## The task
Pick each line that has "rider" out of the records.

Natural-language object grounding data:
▼

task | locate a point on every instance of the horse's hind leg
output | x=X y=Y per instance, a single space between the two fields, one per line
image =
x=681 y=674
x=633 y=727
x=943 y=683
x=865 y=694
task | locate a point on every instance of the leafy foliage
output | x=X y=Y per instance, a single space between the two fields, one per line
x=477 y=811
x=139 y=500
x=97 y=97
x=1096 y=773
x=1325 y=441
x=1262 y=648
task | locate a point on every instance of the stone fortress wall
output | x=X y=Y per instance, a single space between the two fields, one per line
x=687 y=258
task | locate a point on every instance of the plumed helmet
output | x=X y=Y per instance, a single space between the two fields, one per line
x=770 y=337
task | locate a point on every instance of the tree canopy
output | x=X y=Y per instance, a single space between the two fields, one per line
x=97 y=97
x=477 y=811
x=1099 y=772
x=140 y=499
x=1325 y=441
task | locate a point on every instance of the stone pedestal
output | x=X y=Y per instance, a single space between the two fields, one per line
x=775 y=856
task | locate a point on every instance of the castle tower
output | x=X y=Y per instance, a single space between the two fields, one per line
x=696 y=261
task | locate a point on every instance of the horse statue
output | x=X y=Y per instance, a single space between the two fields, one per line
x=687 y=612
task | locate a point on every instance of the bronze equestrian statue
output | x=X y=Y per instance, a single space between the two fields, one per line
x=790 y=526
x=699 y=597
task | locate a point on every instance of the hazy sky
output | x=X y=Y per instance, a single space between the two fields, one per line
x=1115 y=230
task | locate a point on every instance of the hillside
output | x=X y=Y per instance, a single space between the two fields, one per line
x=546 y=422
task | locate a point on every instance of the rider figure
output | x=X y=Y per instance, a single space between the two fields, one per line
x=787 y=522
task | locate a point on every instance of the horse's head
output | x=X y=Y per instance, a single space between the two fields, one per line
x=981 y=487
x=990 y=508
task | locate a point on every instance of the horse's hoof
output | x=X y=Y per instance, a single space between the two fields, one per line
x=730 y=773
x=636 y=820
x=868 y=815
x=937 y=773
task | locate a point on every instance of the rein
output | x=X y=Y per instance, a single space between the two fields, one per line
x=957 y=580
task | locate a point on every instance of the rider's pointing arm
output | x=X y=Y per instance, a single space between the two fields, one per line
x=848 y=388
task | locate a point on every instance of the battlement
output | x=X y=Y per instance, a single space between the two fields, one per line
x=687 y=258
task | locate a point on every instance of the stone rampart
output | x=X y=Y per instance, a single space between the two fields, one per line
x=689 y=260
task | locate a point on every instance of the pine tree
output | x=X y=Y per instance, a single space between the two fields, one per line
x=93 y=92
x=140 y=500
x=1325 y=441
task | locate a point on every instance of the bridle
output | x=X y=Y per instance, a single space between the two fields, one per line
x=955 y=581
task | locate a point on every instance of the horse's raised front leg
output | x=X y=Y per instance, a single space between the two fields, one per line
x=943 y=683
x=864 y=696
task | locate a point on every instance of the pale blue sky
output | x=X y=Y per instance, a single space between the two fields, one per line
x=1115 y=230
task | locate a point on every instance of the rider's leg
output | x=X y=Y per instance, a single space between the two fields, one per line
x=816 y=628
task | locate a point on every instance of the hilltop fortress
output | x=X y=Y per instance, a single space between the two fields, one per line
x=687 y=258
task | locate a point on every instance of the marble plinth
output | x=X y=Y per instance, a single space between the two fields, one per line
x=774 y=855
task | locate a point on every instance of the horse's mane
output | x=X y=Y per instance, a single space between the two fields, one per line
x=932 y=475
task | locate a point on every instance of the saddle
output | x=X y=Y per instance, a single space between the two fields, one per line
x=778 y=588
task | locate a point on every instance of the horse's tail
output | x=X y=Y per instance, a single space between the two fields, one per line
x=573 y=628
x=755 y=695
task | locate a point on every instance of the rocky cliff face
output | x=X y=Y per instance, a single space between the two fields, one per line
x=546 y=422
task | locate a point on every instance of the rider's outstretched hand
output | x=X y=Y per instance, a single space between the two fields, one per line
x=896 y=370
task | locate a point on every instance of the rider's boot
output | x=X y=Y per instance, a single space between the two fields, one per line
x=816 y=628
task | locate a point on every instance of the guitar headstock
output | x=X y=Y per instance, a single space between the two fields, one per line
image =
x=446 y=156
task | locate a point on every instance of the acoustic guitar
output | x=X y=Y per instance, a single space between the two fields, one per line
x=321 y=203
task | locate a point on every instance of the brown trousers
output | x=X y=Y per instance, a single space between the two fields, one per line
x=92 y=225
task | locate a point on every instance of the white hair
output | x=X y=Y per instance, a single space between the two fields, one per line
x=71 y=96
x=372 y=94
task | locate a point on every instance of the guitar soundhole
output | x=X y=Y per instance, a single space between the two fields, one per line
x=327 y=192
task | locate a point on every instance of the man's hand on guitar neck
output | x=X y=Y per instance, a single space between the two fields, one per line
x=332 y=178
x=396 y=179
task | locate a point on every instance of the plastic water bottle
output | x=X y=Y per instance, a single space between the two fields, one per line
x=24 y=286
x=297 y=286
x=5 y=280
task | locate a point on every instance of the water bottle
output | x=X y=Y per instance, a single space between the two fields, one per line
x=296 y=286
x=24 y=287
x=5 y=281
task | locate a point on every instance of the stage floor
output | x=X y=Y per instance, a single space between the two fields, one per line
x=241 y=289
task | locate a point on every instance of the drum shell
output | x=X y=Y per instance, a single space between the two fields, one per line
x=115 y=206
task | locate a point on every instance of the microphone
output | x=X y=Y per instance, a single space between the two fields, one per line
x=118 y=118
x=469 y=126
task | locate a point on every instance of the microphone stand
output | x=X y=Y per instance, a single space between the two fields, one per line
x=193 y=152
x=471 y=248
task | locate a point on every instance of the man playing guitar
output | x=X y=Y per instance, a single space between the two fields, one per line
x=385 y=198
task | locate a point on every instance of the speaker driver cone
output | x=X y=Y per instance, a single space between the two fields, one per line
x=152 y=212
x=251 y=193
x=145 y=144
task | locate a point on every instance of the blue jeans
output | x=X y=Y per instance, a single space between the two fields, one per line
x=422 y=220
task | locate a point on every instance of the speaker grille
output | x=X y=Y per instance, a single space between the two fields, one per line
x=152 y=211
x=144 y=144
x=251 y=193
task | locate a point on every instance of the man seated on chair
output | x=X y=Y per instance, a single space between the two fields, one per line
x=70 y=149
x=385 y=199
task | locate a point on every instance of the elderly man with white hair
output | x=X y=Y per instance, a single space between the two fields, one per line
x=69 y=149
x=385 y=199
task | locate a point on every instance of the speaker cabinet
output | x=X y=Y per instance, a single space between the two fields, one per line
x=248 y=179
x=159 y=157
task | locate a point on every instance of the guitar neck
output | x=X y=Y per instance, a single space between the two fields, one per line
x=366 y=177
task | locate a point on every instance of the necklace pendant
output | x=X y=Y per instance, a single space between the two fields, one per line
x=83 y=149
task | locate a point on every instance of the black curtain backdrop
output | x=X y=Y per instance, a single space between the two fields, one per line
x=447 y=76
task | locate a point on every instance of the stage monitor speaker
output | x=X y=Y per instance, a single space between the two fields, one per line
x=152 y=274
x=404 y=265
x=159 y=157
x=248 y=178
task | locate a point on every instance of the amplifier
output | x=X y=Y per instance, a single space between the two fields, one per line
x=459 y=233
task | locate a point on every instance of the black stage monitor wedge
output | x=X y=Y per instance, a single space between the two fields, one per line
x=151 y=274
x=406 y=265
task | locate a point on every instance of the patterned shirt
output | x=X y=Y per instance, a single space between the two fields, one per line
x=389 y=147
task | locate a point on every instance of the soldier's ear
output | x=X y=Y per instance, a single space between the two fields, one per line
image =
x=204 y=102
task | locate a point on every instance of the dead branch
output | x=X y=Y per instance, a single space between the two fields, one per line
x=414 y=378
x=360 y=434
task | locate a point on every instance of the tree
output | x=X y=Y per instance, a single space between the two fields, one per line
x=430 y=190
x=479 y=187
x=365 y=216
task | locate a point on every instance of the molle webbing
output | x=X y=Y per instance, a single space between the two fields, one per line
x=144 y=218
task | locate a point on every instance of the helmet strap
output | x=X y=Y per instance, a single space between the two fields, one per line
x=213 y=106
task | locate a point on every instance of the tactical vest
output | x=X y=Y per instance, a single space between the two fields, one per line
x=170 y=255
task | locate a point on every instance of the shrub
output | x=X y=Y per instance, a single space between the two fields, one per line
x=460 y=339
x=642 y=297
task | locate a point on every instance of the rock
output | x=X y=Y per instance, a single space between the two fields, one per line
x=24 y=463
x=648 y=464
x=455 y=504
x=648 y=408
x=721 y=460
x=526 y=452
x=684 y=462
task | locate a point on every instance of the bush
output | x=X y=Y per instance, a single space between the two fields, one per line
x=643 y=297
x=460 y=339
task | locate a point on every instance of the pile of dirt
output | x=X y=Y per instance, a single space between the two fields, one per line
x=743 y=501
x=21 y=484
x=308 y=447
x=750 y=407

▲

## Result
task | locate a point on every instance of the rider figure
task | locate a point on every instance of the rider's pointing arm
task | locate a point on every instance of the rider's leg
task | locate a point on every instance of the rider's outstretched hand
task | locate a point on every instance of the rider's boot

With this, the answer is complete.